:: ТЕКСТ ДЛЯ ЧТЕНИЯ ::
· · ·

Но все это никоим образом не опровергает того факта, что в процессе лечения я стал намного слабее, чем раньше. В самом начале я подарил своим радиологам шампанское и безо всяких усилий вскочил в такси. В процессе же лечения в вашингтонской больнице я заполучил агрессивную стафилококковую пневмонию (и дважды был отправлен с нею домой), которая чуть было меня не прикончила. Смертельная слабость, охватывавшая меня, также несла в себе серьезную угрозу: мне часто хотелось покориться неизбежному. Меня охватывали фатализм и апатия — я чувствовал, что проигрываю свою битву и был готов сдаться. От окончательной сдачи спасли меня жена, которая и слушать не хотела бессмысленных и нудных разговоров, и друзья, которые общались со мной абсолютно откровенно. А, да, еще постоянные обезболивающие! Как счастлив я был, увидев заветный шприц! Это было для меня настоящим событием. Если вам повезет, то некоторые анальгетики могут дать вам приятное ощущение, некое согревающее покалывание, которое покажется вам истинной благодатью. Почувствовав это, можно уподобиться несчастным наркоманам, которые грабят аптеки в поисках оксиконтина[118]. Это ощущение избавляет вас от скуки, это порочное удовольствие (одно из немногих доступных обитателям Туморвилля) несет в себе и избавление от боли.

В моей английской семье[119] национальным поэтом считали не Филиппа Ларкина[120], а Джона Бетджемана[121], барда пригородов и среднего класса. Это был человек гораздо более едкий, чем порой может показаться — мир почему-то считает его поэтом милым и уютным, чем-то вроде медвежонка Тедди. Стихотворение «Пятичасовая щетина» говорит о последнем кошмаре, пережитом этим человеком:

Наступает время, когда все мы, обитатели мужского отделения, Думаем: «Еще один приступ боли — и я прекращу борьбу». И тот, кто еще пытался дышать, оставляет свои попытки… Это день, который мучительнее ночи…

Я убедился в правоте поэта: наступает момент, когда кажется, что боль никогда уже не пройдет, а ожидание следующего укола становится невыносимым. Неожиданно перехватывает дыхание, начинается мучительный кашель, а потом — если день неудачный — еще более невыносимое отхаркивание. Пинты слюны, слизи… И кто, черт побери, решил, что в этот момент мне пригодится еще и изжога? Я ведь ничего не ел — вся пища поступает по трубкам и капельницам! Детское чувство обиды лишает тебя последних сил. Вес убывает на глазах, и никакие трубки не могут с этим бороться. С момента постановки диагноза я уже потерял треть своего веса. Да, это меня не убивает, но атрофия мышц делает тяжелыми даже самые простые упражнения, без которых я просто перестану быть человеком.

· · ·

:: ВЫДЕРЖКИ ИЗ ЛИСТИНГА ::
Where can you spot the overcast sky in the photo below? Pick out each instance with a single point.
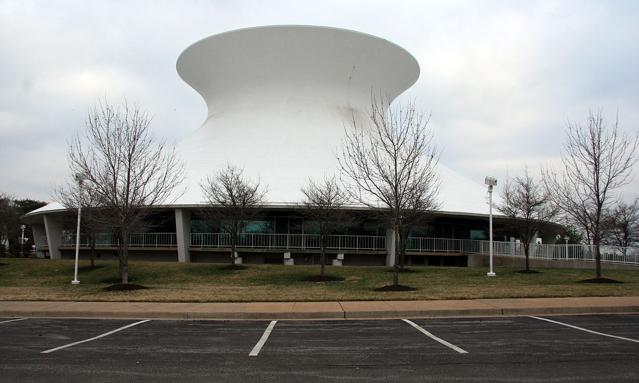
(501, 78)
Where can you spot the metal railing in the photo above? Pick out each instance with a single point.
(288, 241)
(609, 254)
(149, 240)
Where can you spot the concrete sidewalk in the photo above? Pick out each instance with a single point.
(322, 310)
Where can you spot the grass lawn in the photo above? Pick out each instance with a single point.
(38, 279)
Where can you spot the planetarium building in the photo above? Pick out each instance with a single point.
(279, 99)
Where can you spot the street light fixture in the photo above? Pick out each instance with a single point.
(22, 241)
(491, 182)
(80, 179)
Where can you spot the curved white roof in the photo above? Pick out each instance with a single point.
(279, 99)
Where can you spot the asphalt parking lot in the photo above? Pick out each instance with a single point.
(597, 348)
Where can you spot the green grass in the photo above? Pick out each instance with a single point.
(37, 279)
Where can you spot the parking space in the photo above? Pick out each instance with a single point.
(498, 349)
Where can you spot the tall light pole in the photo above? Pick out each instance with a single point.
(22, 241)
(490, 181)
(79, 178)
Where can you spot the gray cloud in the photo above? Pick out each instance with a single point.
(501, 78)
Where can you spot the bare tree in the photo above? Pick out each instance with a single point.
(8, 220)
(528, 206)
(126, 169)
(75, 194)
(622, 225)
(391, 160)
(324, 203)
(234, 199)
(597, 159)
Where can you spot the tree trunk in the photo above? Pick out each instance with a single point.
(400, 248)
(92, 250)
(234, 236)
(124, 256)
(322, 254)
(598, 261)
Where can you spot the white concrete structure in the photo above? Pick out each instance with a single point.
(279, 99)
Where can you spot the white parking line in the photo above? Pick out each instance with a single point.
(440, 340)
(95, 337)
(12, 320)
(256, 350)
(586, 330)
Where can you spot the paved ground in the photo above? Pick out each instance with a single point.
(600, 348)
(322, 310)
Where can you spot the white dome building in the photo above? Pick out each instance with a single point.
(279, 99)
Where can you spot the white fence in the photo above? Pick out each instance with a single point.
(609, 254)
(150, 240)
(288, 241)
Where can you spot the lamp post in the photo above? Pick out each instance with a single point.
(22, 241)
(490, 181)
(79, 178)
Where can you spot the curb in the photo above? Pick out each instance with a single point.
(319, 315)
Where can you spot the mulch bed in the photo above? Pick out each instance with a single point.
(322, 278)
(233, 267)
(528, 272)
(90, 268)
(395, 288)
(600, 280)
(125, 287)
(404, 270)
(116, 280)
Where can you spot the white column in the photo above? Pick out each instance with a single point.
(183, 234)
(390, 247)
(39, 238)
(53, 228)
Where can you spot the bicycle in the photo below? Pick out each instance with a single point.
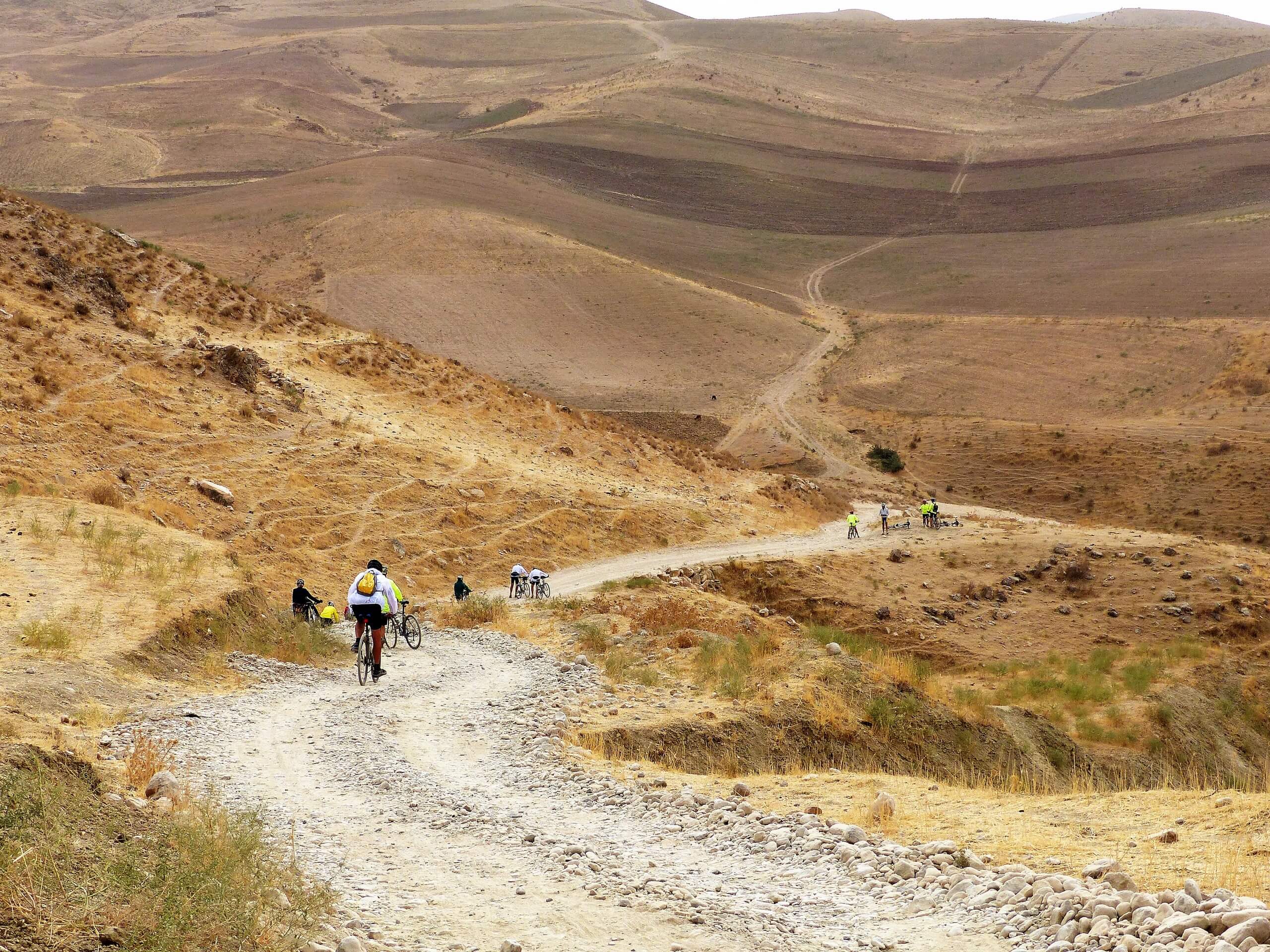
(407, 625)
(366, 656)
(309, 613)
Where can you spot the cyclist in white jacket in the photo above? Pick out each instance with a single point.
(369, 607)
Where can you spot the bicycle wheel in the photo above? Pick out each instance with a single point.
(365, 658)
(391, 631)
(413, 633)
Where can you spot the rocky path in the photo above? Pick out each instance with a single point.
(450, 814)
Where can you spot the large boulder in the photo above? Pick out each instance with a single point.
(163, 785)
(215, 492)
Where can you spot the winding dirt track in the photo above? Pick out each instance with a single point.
(774, 400)
(448, 819)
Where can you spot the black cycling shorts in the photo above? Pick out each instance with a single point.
(371, 615)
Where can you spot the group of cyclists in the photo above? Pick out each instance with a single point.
(529, 584)
(374, 598)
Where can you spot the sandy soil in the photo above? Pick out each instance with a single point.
(446, 826)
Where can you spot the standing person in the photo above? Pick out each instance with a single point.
(369, 595)
(536, 577)
(517, 574)
(302, 598)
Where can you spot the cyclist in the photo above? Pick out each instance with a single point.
(369, 595)
(518, 577)
(302, 598)
(395, 590)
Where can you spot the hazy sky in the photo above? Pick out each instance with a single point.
(1257, 10)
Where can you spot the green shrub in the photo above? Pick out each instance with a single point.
(886, 459)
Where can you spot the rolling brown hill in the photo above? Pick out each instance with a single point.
(640, 212)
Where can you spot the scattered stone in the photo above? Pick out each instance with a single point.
(163, 785)
(883, 806)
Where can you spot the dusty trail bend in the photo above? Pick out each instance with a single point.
(448, 817)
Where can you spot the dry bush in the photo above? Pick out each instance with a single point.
(193, 883)
(1078, 572)
(106, 494)
(671, 615)
(148, 757)
(473, 612)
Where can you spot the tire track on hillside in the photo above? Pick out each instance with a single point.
(778, 394)
(1061, 64)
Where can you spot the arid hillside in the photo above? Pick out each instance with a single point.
(788, 238)
(130, 376)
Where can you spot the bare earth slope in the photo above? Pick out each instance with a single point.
(624, 210)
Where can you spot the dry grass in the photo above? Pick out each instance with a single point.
(474, 612)
(197, 881)
(148, 757)
(48, 635)
(251, 622)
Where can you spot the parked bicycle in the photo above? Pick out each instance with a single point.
(403, 625)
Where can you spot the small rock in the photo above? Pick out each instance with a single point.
(883, 806)
(163, 785)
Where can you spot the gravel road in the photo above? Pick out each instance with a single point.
(448, 813)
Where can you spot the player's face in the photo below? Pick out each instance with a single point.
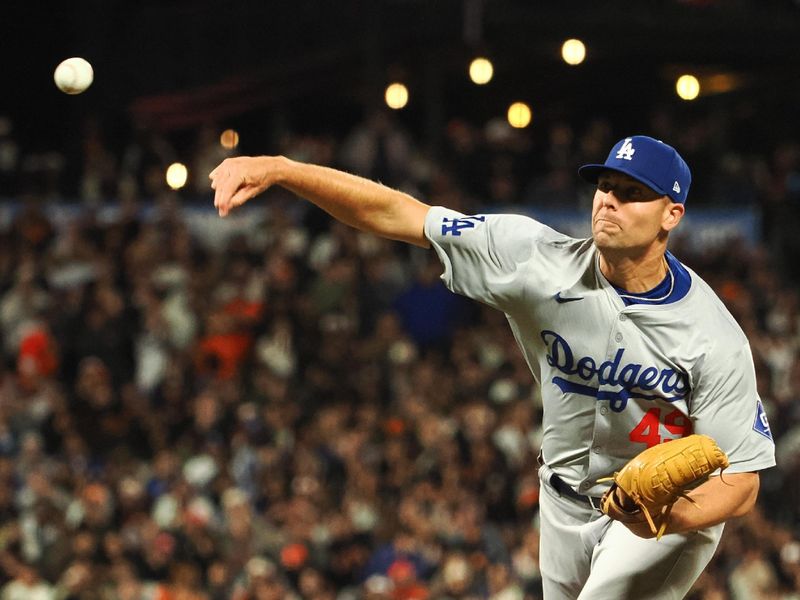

· · ·

:: УСЛОВИЯ ЗАДАНИЙ ::
[A] Какую болезнь рассказчик заполучил в вашингтонской больнице, согласно тексту для чтения?
[B] Перечислите по тексту для чтения все, что спасло рассказчика от окончательной сдачи.

:: ОТВЕТЫ ПО ПУНКТАМ ::
[A] Агрессивную стафилококковую пневмонию.

[B] Жена, друзья и постоянные обезболивающие.